_DATA IN THIS EXERCISE_
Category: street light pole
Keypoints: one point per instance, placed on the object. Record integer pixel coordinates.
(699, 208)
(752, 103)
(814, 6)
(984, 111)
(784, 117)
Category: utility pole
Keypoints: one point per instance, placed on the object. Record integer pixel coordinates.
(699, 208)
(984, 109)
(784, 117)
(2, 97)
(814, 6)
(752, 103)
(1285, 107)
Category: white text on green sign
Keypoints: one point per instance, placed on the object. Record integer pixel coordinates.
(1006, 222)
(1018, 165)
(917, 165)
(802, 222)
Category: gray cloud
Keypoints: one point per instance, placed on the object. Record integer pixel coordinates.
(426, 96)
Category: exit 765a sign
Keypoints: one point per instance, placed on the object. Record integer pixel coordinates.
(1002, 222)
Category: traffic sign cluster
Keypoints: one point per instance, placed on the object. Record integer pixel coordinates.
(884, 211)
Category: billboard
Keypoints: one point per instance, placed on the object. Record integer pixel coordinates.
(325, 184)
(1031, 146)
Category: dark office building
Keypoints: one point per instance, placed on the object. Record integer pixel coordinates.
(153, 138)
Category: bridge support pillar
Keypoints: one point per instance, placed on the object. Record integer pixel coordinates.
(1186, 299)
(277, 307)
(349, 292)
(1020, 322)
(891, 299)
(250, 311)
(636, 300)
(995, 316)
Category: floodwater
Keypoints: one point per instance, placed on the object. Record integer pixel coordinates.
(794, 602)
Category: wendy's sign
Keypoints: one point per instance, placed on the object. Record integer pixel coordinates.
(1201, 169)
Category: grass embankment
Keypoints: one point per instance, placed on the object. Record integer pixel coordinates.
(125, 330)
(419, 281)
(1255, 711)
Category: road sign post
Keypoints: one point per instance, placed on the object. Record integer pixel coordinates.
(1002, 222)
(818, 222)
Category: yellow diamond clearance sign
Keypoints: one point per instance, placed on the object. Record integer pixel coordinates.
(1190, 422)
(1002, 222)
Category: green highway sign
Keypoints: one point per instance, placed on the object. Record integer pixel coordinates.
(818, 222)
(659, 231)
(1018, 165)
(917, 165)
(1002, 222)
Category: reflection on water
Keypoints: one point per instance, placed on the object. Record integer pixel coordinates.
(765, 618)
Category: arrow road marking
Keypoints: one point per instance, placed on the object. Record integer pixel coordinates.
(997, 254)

_YOUR INSTRUCTIONS_
Restate all the material exactly, word for word.

_RESPONSE TO THIS TASK_
Category: street light pole
Keypoints: one point per instance, placed on the object. Record integer pixel coordinates.
(699, 208)
(752, 103)
(814, 6)
(984, 111)
(784, 117)
Category: utility pole
Keypoints: one point per instance, placed on the object. Record integer pixel coordinates.
(699, 208)
(984, 109)
(784, 117)
(2, 97)
(814, 6)
(752, 103)
(1285, 107)
Category: white text on green sign
Keypoints: one point per instance, placed on the object. Record integer pixel coordinates.
(1006, 222)
(1018, 165)
(917, 165)
(802, 222)
Category: gray cloud
Keypoints: one point per instance, placed on the object. Record integer pixel coordinates.
(426, 96)
Category: exit 765a sign
Keypoints: one point per instance, placed on the object. Record integer pixel coordinates.
(1002, 222)
Category: traffic sign cluster
Keypoints: one point per instance, placed on the object. Record integer pixel coordinates.
(884, 211)
Category: billboard
Keypoints: one point per instance, placed on the object. Record integer pixel coordinates.
(325, 184)
(1031, 146)
Category: dark office building
Keypoints: one point per instance, placed on the object. Record integer pixel coordinates.
(153, 138)
Category: bridge support pillar
Keypoints: one point per instance, placed on the object. Record integer pixel coordinates.
(1186, 299)
(277, 307)
(349, 292)
(1020, 322)
(891, 299)
(250, 311)
(636, 300)
(995, 316)
Category: floodwater
Keypoints: one point per instance, placed on the object. Record integer pixel coordinates.
(794, 602)
Category: wendy's sign
Keypoints: one point per instance, placed on the object. Record integer pixel coordinates.
(1201, 169)
Category: grass embankment
Keypoints: one point per instance, placed on the object. Record integer pixel coordinates.
(125, 330)
(419, 281)
(1255, 711)
Category: road sign post
Keypoints: one point per instance, placed on the object. Record integer pixel coordinates.
(1002, 222)
(818, 222)
Category: yellow diamond clearance sign
Keypoints: one point per instance, placed on the object. Record integer pixel coordinates.
(1190, 422)
(1002, 222)
Category: green highway sign
Keypoints: one point per instance, placed on the object. Record integer pixel coordinates.
(818, 222)
(659, 231)
(1018, 165)
(917, 165)
(1002, 222)
Category: reflection on water
Keypoints: one point per instance, placed on the object. Record integer pixel coordinates.
(765, 618)
Category: arrow road marking
Keypoints: one point per instance, placed on the object. Record integer pixel coordinates.
(997, 254)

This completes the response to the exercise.